— Start DATASET RECORDS —

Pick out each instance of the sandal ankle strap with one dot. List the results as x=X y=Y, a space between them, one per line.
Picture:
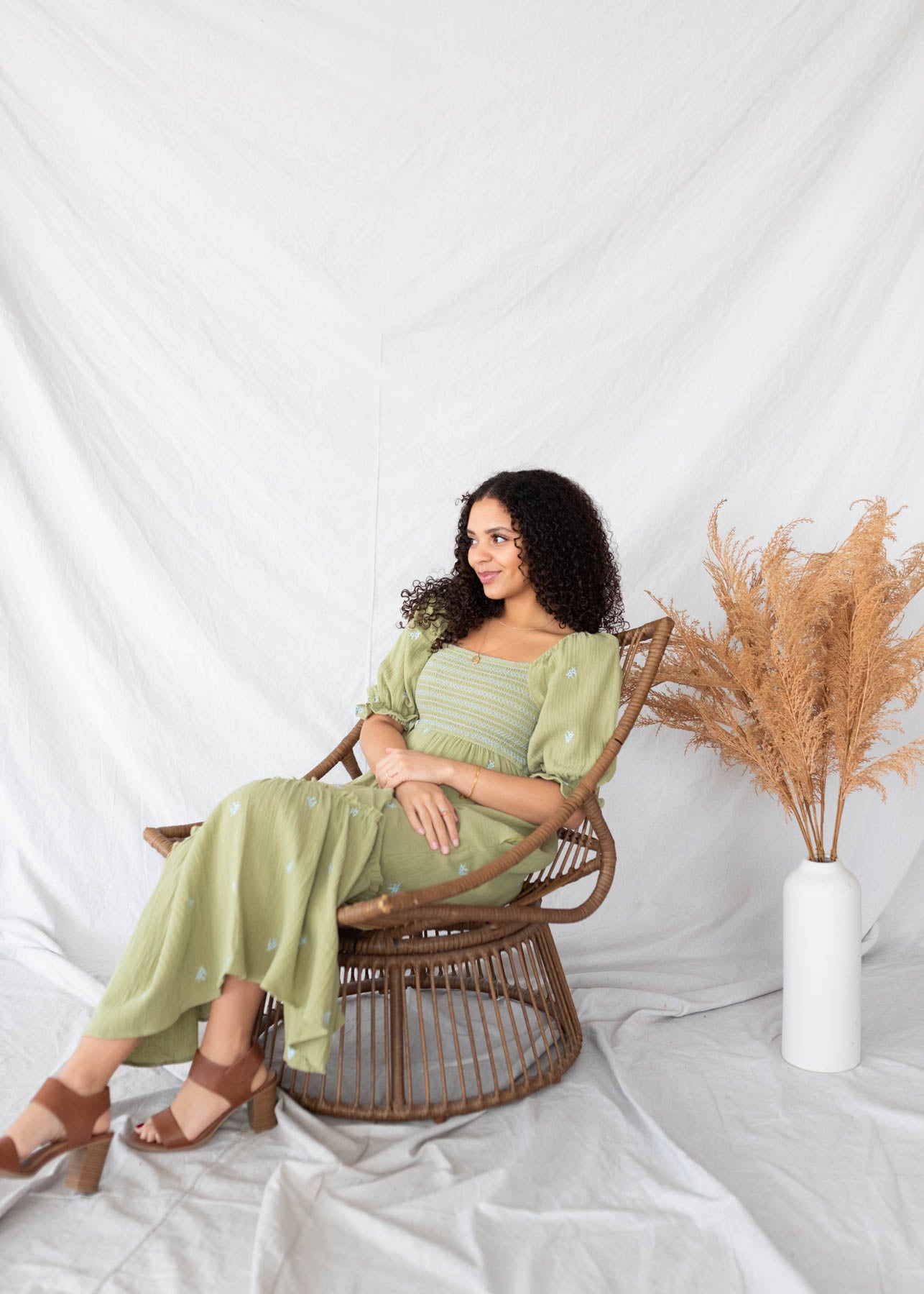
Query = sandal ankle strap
x=78 y=1113
x=229 y=1080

— End DATASET RECORDS —

■ STATED GOAL
Rewrite the entries above as a Markdown table with the columns n and Line. Give each non-blank line its own numbered row, and leave out the pictures.

■ ANSWER FOR THIS EXERCISE
| n | Line |
|---|---|
| 1 | Pick out each instance of the sandal ankle strap with one dot. List the results as x=X y=Y, a space between them, one per line. |
| 2 | Picture: |
| 3 | Query = sandal ankle strap |
| 4 | x=78 y=1113 |
| 5 | x=229 y=1080 |